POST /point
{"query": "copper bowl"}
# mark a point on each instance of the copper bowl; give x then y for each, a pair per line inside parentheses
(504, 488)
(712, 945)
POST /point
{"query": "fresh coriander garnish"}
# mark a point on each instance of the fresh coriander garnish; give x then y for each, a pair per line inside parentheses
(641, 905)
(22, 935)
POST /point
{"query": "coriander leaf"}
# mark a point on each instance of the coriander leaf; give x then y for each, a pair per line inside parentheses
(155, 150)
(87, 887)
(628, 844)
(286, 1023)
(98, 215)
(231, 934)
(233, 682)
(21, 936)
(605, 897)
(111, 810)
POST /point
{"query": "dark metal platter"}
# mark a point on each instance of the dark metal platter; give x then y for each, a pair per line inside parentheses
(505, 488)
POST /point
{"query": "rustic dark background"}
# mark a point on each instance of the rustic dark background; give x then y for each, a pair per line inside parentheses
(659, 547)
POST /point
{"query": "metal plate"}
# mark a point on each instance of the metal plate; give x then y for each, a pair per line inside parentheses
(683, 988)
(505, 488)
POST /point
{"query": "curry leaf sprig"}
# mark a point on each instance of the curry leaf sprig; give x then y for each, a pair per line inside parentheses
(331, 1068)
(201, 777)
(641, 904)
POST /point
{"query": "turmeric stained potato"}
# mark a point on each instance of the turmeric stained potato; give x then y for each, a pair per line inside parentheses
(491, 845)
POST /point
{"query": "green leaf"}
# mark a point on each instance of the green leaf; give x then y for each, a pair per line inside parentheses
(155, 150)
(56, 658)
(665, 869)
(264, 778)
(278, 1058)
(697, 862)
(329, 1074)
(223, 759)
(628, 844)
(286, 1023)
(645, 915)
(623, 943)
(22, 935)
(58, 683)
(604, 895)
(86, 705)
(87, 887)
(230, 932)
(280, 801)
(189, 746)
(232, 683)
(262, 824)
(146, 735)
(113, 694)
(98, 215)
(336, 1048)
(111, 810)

TASK PROMPT:
Quote the data in full, keeping each word unchanged.

EXPECTED OUTPUT:
POST /point
{"query": "copper bowl"}
# mark a point on each instance of the copper bowl; give x then y for each, a pair per line inside parentheses
(504, 488)
(712, 945)
POST /point
{"query": "fresh coriander garnish"}
# mark a point on each instance of the fresh coriander garnish; give x then y for each, a pair per line inside parentheses
(641, 905)
(22, 935)
POST /point
{"query": "coriander leaf"}
# mark a point on each instance of the coriander leaf; give x then y for each, a pair per line inside parentheses
(155, 150)
(87, 887)
(628, 844)
(286, 1023)
(98, 215)
(231, 934)
(233, 682)
(21, 936)
(605, 897)
(111, 810)
POST /point
{"query": "dark metal platter"}
# mark a point on each instance of the dark metal platter; give x then y for each, a pair per line inside parentheses
(505, 488)
POST /point
{"query": "rustic dark background"}
# mark a point on each instance of the rustic dark background; give x then y for each, a pair per line inside parentheses
(659, 547)
POST /point
{"query": "metal plate"}
# mark a point on each instance of the metal plate; give x then y for each, a pair per line inside parentheses
(683, 988)
(505, 488)
POST /point
{"query": "curry leaf sprig"}
# mark a point on each instance of the curry leaf sprig; give x then y for each, a pair per line inside parentheses
(331, 1068)
(201, 777)
(641, 904)
POST /point
{"query": "turmeric stained potato"}
# mark a point on each instance of the turmeric stained potato; give x then y for each, a pair per line inside parentheses
(491, 845)
POST /point
{"query": "green leaf"}
# mark a point on each instance of the green leaf; give x then y for each, a pair per line inside parentheses
(155, 150)
(56, 658)
(665, 869)
(264, 778)
(278, 1058)
(697, 862)
(329, 1074)
(223, 759)
(628, 844)
(286, 1023)
(645, 915)
(623, 943)
(22, 935)
(58, 683)
(604, 895)
(86, 705)
(87, 887)
(230, 932)
(280, 801)
(189, 746)
(232, 683)
(262, 824)
(146, 735)
(113, 694)
(98, 215)
(336, 1048)
(111, 810)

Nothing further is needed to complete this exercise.